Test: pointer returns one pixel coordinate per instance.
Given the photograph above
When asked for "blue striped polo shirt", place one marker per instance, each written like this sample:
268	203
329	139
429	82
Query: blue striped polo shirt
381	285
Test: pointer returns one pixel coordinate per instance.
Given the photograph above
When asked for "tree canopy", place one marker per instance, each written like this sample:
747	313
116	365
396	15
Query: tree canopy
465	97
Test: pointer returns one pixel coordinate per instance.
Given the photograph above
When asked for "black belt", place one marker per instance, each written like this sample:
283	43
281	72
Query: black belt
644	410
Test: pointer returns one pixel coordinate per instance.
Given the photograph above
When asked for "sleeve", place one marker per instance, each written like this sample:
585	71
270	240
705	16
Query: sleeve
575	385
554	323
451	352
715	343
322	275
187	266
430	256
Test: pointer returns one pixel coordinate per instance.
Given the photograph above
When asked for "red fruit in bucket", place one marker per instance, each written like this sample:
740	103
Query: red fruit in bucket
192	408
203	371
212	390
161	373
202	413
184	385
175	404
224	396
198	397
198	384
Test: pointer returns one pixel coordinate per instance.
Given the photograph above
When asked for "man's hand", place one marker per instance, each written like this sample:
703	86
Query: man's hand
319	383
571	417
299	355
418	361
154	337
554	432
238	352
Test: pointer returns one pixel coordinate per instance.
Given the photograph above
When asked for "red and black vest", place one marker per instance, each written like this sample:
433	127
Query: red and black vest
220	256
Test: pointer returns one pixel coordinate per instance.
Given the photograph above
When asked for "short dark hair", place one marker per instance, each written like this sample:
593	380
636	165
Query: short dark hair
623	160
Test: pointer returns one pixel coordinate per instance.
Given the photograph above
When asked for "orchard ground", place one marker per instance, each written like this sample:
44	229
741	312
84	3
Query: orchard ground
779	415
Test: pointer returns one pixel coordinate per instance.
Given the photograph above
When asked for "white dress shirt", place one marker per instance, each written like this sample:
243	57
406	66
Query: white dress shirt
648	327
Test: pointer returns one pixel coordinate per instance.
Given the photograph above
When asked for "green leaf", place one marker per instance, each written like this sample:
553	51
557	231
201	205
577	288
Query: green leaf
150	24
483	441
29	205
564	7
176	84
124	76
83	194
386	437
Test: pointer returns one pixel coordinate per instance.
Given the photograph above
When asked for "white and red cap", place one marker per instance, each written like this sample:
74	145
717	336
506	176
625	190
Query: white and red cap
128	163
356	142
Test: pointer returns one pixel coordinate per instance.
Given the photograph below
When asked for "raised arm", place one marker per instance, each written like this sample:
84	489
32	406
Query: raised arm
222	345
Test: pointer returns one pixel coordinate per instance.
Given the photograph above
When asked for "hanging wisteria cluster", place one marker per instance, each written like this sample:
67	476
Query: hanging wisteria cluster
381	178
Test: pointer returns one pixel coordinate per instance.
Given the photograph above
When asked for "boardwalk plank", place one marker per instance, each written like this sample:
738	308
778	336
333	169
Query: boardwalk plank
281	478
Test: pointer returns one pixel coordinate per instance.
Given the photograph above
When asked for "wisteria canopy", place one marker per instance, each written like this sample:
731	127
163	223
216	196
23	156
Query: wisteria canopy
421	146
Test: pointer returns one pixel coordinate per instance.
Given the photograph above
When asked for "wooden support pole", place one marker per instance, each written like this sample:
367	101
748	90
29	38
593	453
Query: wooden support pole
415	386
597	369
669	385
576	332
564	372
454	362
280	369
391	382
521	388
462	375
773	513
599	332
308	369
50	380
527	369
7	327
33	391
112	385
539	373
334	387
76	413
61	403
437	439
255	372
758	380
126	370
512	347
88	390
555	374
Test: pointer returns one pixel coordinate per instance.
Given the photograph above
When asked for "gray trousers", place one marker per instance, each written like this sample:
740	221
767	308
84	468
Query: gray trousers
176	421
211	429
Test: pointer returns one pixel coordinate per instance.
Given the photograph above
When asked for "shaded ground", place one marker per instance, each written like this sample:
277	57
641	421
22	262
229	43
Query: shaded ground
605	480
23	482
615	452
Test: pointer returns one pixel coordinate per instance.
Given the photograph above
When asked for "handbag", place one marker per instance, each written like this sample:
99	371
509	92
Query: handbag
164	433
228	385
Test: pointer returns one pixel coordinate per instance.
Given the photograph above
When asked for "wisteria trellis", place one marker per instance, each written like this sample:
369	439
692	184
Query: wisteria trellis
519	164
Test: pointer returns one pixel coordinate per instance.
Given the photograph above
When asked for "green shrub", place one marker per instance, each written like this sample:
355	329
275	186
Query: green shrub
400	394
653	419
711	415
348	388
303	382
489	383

What you are asked to do | Count the lines in the data above that contain the word "trellis", and give only that number.

Output for this task | 2